Excerpts from point annotation data
— START —
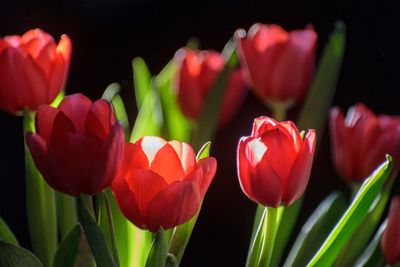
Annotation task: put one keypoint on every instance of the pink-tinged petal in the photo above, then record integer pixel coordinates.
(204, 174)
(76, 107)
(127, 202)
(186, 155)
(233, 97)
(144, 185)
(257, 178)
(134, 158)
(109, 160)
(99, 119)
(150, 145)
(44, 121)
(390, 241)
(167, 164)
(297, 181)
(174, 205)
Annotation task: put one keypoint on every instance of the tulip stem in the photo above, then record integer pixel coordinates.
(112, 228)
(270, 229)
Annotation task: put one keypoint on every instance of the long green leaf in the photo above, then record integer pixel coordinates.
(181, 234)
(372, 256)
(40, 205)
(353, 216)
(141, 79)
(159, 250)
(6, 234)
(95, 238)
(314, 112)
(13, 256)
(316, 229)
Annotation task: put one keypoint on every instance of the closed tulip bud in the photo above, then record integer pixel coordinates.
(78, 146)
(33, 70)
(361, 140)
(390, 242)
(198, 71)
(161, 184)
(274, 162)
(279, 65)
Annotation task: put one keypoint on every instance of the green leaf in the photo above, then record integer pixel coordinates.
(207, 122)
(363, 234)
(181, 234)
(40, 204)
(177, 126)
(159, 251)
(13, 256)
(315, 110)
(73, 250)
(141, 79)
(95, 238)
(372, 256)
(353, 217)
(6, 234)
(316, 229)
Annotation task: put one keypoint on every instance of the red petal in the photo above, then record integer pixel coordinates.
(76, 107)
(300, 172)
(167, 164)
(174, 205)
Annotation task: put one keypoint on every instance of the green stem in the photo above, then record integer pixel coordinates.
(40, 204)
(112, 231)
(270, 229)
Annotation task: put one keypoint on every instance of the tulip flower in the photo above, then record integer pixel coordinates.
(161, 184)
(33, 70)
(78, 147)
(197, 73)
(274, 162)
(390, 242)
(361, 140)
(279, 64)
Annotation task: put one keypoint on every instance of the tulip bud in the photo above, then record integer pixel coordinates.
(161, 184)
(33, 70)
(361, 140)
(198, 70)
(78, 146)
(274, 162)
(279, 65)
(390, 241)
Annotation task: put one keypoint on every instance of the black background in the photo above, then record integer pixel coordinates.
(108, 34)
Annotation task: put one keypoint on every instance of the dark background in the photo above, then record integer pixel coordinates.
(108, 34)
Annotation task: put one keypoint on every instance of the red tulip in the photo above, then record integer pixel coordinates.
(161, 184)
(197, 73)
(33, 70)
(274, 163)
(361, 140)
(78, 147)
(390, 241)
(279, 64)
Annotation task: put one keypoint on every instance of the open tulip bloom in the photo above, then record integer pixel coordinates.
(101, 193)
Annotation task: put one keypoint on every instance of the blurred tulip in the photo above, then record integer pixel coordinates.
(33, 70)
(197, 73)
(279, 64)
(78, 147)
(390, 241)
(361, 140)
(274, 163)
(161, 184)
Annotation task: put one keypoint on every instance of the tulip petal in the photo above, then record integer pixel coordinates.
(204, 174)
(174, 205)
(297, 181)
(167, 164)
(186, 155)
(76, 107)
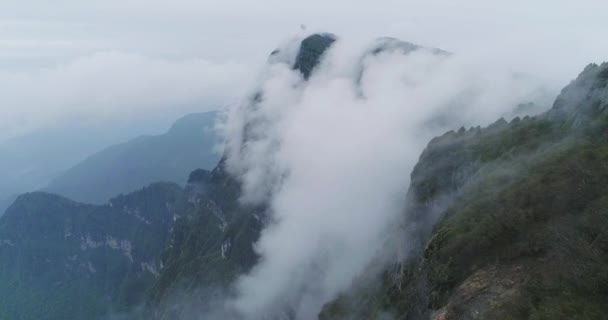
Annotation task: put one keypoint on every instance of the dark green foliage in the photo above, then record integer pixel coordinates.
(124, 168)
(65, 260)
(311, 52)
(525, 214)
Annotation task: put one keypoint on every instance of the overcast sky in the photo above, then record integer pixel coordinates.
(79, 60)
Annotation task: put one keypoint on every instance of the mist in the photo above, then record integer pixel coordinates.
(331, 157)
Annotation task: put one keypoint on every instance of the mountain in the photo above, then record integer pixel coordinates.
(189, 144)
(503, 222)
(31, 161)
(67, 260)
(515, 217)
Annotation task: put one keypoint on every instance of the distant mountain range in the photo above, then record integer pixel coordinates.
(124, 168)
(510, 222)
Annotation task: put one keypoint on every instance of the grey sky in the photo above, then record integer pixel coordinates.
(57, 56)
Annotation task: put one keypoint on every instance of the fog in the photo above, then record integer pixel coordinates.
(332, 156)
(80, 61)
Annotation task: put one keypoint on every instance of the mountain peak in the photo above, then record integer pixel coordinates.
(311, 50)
— END —
What is expected — Make an exact copy of the data, leaving its pictures out.

Solution to the problem —
Annotation task: put one keypoint on every instance of the pink-tinged petal in the photo above, then record integer pixel coordinates.
(204, 174)
(76, 107)
(127, 202)
(186, 155)
(233, 97)
(144, 185)
(257, 178)
(134, 158)
(109, 160)
(99, 119)
(150, 145)
(44, 121)
(390, 241)
(167, 164)
(297, 181)
(174, 205)
Annotation task: put one keypoint on every instance of the tulip stem in the photo above, then record integer pixel coordinates.
(112, 228)
(270, 229)
Annotation task: put one keypoint on every instance of the long green leaf in the photo above, then record integer pixel coordinates.
(181, 234)
(372, 256)
(40, 205)
(353, 216)
(141, 79)
(159, 250)
(6, 234)
(95, 238)
(314, 112)
(13, 256)
(316, 229)
Annotation task: put one keypoint on every instance of the closed tulip bud in the photo above, then record integer pixel coordinates.
(78, 146)
(33, 70)
(361, 140)
(390, 242)
(198, 71)
(161, 184)
(274, 162)
(279, 65)
Annotation task: put one keypoint on every instance of the green leaf in the photo above, then record integer pixel coordinates.
(207, 122)
(363, 234)
(181, 234)
(40, 204)
(177, 126)
(159, 251)
(13, 256)
(315, 110)
(73, 250)
(141, 79)
(95, 238)
(372, 256)
(353, 217)
(6, 234)
(316, 229)
Annotation task: put one keypoint on every instance of the red petal in the photo above, then record integer pixel coordinates.
(76, 107)
(300, 172)
(167, 164)
(174, 205)
Annotation task: put one keypoint on every instance of the green stem in the photo above, then record integer pixel coordinates.
(40, 204)
(112, 231)
(270, 229)
Annotation task: put one keypoint on every instance of the tulip flower in the photo above, then record integer pixel coordinates.
(161, 184)
(33, 70)
(78, 147)
(197, 73)
(274, 162)
(390, 242)
(361, 140)
(279, 64)
Annotation task: put one keypoint on every instance of the tulip bud in the photo above, then record integer pixel coordinates.
(161, 184)
(33, 70)
(361, 140)
(198, 70)
(78, 146)
(274, 162)
(279, 65)
(390, 241)
Annotation task: put one keypoint on every instance of the black background in the photo above, then record integer pixel coordinates.
(108, 34)
Annotation task: put one keypoint on every instance of the dark background in the photo above, then record integer pixel coordinates.
(108, 34)
Annotation task: put one keypoint on every instance of the red tulip in the photo above, then record integer pixel coordinates.
(161, 184)
(197, 73)
(33, 70)
(274, 163)
(361, 140)
(78, 147)
(390, 241)
(279, 64)
Annotation task: put one keypoint on every instance of the open tulip bloom in the photo above, then record integer pixel coordinates.
(101, 193)
Annotation task: put one keypoint on every instance of the blurred tulip in the photo above, then record integer pixel coordinates.
(33, 70)
(197, 73)
(279, 64)
(78, 147)
(390, 241)
(361, 140)
(274, 163)
(161, 184)
Annotation task: put one keypoint on every instance of the tulip petal in the photo above, then record integer pixel coordinates.
(204, 174)
(174, 205)
(297, 181)
(167, 164)
(186, 155)
(76, 107)
Annotation task: put one keypoint on every instance of the dark green foliage in the photo above, then record integer pixel coordinates.
(124, 168)
(65, 260)
(311, 52)
(525, 214)
Annotation task: put one keypoint on every instance of the overcast sky in the photo above, then record integer pixel coordinates.
(79, 60)
Annotation task: put one keypoint on every instance of the mist in the photo above, then record integer pixel coordinates.
(331, 157)
Annotation task: put one keypoint on every instance of the mountain in the photo above, then record integer pixel coordinates.
(189, 144)
(503, 222)
(31, 161)
(67, 260)
(515, 217)
Annotation task: put one keypoint on every instance of the distant mountain range in the photo above, then record integer pixel coordinates.
(124, 168)
(510, 222)
Annotation task: put one keypoint on every instance of the grey sky in the photo above, then record integer pixel coordinates.
(57, 56)
Annotation task: put one keypoint on every instance of the fog in the photo above, then record integer pixel coordinates.
(332, 156)
(80, 61)
Annotation task: put one keypoint on every instance of the mountain peak in the photo above, then record integer pixel coordinates.
(311, 50)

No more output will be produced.